▶ [The exercise] Can you express the stretch below, from the line containing "Task: set a pin on each instance of the rolex clock." through the line containing "point(1219, 377)", as a Markdown table with the columns Row and Content, one numbered row per line and any blank lines left out?

▶ [Supplied entries]
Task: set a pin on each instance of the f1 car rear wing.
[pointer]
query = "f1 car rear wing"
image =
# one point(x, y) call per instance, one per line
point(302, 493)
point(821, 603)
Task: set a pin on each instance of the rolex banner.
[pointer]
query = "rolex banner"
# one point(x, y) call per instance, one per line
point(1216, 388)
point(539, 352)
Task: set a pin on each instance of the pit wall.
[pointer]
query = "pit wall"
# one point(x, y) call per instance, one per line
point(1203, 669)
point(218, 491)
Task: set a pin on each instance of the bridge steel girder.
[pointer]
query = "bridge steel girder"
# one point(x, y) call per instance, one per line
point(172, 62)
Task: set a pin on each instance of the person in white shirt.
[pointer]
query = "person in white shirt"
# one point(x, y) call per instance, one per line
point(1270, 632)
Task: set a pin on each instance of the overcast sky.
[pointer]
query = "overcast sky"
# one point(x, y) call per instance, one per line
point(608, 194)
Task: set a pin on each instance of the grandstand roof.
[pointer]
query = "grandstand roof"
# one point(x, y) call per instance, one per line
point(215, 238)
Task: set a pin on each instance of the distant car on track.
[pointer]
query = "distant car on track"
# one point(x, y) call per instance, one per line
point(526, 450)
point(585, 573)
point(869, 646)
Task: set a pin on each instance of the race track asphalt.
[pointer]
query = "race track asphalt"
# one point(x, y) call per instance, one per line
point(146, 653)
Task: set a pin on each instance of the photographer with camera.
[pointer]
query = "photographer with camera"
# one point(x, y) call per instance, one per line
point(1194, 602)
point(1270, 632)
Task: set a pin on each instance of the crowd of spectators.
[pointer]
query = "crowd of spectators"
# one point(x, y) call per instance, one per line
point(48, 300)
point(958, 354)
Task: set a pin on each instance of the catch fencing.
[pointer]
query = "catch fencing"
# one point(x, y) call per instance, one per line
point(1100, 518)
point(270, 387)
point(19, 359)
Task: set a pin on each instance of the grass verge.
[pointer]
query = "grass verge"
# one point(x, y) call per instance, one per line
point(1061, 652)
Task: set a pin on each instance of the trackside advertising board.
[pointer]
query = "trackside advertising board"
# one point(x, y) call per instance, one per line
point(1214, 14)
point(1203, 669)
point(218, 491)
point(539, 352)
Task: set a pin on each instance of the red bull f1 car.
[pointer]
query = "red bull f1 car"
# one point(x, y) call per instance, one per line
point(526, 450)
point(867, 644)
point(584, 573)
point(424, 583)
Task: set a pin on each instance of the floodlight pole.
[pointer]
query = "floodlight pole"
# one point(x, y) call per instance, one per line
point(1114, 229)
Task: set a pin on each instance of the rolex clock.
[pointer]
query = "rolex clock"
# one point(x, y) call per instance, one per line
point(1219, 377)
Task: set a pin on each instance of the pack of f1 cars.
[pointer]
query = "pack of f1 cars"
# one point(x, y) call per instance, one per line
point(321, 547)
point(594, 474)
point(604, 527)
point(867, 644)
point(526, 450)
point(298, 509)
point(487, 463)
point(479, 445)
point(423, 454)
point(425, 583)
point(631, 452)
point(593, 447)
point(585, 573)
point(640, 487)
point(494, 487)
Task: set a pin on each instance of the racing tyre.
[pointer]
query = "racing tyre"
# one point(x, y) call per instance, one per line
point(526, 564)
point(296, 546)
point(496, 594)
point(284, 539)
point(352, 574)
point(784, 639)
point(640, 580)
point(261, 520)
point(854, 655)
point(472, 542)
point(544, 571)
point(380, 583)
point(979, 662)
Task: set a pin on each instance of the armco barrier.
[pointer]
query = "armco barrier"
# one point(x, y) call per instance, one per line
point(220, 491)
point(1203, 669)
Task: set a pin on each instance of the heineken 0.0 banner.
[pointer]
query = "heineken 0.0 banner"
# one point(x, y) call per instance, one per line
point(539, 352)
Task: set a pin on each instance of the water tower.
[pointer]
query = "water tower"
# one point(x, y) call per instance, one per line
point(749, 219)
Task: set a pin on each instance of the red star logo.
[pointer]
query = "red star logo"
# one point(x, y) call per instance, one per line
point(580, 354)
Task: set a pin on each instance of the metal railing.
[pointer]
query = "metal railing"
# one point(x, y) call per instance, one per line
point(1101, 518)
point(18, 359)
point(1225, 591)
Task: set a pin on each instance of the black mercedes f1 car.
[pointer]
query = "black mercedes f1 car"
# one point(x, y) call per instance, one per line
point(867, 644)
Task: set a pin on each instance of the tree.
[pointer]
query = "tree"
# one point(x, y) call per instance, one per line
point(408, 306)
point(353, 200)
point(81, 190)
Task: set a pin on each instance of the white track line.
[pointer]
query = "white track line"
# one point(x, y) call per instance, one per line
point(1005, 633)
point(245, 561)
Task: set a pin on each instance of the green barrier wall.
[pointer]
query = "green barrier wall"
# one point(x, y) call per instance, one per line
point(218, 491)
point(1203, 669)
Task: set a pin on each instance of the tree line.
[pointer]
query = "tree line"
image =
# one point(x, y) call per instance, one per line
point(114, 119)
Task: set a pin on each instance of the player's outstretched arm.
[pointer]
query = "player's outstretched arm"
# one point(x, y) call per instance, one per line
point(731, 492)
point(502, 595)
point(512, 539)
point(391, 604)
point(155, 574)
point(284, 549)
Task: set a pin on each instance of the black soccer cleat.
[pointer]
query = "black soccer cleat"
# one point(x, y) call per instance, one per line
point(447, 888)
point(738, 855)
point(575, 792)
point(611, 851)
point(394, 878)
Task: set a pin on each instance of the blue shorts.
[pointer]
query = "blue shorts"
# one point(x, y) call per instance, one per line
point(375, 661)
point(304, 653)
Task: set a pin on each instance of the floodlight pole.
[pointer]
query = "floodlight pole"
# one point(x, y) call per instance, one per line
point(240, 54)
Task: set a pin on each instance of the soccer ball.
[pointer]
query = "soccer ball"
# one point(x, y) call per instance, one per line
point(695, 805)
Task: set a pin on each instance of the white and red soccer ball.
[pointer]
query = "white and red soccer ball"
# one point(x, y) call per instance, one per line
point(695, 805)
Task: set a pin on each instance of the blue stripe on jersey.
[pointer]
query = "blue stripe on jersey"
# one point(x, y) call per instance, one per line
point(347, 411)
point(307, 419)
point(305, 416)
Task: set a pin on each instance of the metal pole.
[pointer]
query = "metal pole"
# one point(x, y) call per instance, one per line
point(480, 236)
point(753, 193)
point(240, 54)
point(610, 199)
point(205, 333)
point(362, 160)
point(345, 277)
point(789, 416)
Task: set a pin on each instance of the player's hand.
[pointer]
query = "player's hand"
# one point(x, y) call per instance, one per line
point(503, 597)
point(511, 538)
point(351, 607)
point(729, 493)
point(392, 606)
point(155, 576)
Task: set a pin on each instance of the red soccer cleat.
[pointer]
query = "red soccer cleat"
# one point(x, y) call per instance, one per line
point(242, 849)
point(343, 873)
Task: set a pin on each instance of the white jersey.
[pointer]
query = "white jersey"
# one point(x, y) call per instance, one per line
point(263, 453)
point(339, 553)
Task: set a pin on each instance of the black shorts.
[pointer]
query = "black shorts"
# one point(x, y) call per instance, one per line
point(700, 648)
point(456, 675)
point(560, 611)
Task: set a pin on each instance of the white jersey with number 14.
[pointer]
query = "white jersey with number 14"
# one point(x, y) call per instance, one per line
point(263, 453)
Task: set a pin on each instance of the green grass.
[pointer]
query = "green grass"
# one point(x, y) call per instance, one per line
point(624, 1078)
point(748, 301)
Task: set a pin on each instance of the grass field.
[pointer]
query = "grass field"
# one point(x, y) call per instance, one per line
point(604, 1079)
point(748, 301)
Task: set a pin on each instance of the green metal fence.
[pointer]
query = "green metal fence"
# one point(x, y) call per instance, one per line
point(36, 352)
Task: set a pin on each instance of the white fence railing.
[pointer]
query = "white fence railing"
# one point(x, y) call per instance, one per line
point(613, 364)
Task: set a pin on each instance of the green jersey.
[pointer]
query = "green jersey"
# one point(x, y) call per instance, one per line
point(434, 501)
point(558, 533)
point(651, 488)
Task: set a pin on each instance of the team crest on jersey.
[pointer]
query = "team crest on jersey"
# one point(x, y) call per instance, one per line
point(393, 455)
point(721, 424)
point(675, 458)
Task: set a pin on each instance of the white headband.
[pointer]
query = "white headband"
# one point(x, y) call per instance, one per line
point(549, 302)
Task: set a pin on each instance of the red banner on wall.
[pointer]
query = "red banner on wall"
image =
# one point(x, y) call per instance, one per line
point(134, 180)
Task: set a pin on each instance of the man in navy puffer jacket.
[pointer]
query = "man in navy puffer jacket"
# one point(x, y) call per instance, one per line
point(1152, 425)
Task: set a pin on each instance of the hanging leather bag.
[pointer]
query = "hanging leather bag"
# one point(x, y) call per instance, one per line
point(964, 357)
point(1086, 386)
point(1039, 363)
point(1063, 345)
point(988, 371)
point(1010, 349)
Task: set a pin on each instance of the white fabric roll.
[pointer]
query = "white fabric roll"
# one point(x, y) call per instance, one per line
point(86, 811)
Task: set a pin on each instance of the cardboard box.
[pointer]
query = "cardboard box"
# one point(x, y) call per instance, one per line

▶ [The answer]
| Row | Content |
|---|---|
| 1 | Task: set a pin on each instance of the rolex clock. |
| 2 | [pointer] |
| 3 | query = "rolex clock" |
| 4 | # one point(x, y) call per instance, one per line |
| 5 | point(1219, 377) |